## [Problem to solve]
Starting at the line that contains "Final QA check: confirm every white haze", repeat each line exactly through the last line of the listing, and repeat nothing else.
* * * * * * *
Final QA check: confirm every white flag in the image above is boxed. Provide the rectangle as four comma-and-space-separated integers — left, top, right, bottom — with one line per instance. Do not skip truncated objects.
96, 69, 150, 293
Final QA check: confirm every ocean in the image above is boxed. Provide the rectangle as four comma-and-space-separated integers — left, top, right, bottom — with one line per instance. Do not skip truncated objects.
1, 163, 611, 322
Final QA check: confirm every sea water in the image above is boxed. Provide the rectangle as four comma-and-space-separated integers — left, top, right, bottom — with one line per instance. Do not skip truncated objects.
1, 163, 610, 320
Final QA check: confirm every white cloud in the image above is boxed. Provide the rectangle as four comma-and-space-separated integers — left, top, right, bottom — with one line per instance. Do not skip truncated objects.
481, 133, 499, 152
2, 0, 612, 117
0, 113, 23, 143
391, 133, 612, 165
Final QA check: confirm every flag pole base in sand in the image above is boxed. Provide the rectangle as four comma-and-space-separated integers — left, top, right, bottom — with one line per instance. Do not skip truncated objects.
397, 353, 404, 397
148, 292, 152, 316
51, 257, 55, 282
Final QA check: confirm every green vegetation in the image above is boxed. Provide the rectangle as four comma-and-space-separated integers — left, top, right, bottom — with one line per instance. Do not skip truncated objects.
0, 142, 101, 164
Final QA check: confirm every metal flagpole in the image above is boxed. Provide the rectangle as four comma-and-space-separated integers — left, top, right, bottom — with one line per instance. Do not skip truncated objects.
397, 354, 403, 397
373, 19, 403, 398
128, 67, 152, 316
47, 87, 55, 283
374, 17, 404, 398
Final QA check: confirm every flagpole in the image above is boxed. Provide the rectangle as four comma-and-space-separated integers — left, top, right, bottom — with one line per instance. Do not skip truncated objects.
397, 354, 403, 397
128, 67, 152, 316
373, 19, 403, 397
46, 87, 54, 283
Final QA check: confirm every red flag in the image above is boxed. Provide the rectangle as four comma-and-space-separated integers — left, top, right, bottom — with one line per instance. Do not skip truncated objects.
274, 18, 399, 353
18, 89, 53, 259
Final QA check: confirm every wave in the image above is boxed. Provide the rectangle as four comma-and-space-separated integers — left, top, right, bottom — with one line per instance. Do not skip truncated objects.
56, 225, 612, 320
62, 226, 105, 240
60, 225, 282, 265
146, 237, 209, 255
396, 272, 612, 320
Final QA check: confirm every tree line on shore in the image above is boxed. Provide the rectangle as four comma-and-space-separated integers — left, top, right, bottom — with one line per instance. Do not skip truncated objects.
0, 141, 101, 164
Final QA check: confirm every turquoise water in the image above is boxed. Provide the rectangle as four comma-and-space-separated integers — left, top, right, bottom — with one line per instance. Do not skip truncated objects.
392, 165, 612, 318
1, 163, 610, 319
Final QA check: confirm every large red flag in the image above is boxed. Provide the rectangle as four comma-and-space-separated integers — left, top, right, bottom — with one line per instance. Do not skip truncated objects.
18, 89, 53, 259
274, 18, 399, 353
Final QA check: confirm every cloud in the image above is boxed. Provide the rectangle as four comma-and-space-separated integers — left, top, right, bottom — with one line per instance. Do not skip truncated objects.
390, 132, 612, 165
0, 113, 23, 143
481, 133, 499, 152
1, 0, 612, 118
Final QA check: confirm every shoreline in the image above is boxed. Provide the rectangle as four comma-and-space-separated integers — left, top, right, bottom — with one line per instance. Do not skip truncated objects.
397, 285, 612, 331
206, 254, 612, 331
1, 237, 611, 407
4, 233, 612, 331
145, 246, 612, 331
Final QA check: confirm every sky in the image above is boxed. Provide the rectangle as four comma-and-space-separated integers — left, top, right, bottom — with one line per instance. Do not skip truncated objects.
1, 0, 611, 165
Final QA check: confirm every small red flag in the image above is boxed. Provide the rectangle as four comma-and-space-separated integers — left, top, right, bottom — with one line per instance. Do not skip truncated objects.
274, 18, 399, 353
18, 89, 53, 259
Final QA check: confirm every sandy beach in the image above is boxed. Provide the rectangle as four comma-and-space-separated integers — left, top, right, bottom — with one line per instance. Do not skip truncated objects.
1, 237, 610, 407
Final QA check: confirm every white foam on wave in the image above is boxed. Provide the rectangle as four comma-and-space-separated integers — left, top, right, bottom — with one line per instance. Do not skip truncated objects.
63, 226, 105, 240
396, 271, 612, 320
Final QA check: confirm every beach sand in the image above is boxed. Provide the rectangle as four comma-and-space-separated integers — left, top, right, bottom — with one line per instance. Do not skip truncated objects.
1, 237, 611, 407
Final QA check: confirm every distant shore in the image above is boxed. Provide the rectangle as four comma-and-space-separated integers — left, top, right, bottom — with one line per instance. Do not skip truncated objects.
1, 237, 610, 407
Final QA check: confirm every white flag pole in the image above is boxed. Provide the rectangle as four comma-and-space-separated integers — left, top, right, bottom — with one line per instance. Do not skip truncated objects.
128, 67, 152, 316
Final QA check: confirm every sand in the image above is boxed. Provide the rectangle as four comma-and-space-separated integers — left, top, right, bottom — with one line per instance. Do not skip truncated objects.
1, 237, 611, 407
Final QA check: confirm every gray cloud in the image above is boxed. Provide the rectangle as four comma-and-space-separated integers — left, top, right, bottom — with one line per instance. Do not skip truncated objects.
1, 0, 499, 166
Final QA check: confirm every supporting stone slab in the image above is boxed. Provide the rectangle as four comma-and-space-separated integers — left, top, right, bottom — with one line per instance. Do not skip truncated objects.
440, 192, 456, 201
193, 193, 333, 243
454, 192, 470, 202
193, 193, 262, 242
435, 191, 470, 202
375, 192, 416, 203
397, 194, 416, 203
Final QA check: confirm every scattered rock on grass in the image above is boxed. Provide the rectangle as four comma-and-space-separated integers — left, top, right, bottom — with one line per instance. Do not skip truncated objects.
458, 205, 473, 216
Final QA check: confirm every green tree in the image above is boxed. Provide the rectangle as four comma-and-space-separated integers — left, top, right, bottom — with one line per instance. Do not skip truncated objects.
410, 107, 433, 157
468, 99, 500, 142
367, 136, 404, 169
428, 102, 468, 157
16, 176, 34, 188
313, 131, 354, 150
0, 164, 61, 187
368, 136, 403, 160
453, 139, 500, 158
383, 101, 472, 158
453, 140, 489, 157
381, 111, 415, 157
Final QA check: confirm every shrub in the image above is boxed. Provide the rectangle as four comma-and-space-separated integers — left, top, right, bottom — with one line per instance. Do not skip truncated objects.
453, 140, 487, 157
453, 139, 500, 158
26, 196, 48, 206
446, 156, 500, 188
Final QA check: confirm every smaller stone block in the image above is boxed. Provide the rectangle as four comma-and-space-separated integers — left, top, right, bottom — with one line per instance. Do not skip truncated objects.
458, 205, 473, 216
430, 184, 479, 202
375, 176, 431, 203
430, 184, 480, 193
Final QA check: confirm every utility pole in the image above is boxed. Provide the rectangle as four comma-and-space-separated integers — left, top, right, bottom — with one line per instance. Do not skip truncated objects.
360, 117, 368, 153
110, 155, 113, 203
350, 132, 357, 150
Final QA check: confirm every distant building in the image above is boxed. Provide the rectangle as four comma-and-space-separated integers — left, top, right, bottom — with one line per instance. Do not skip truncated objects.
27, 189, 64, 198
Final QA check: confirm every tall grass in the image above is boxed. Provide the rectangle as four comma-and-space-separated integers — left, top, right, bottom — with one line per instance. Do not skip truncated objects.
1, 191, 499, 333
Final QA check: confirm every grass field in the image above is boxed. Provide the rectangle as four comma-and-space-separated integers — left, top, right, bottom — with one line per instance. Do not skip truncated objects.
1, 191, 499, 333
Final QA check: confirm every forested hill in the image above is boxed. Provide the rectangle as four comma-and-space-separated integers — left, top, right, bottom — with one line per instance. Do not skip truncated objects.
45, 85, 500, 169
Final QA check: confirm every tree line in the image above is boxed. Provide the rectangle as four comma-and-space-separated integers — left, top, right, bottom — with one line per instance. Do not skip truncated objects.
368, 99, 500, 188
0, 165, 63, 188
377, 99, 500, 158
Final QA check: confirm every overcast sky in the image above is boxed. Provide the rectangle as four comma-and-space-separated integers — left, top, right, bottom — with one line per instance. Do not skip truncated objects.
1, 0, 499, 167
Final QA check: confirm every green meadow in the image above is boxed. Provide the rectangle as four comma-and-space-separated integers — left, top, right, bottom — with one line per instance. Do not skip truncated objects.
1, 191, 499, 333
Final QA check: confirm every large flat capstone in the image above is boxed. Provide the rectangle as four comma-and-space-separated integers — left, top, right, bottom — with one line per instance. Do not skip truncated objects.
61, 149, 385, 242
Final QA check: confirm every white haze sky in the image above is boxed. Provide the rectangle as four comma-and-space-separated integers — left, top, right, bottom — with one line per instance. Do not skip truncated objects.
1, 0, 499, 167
* * * * * * *
## [Answer to this task]
Final QA check: confirm every white haze sky in the image above is boxed. Provide the rectangle as four comma-and-space-separated integers — left, top, right, bottom — with one line per instance. Do not skip truncated objects.
1, 0, 499, 167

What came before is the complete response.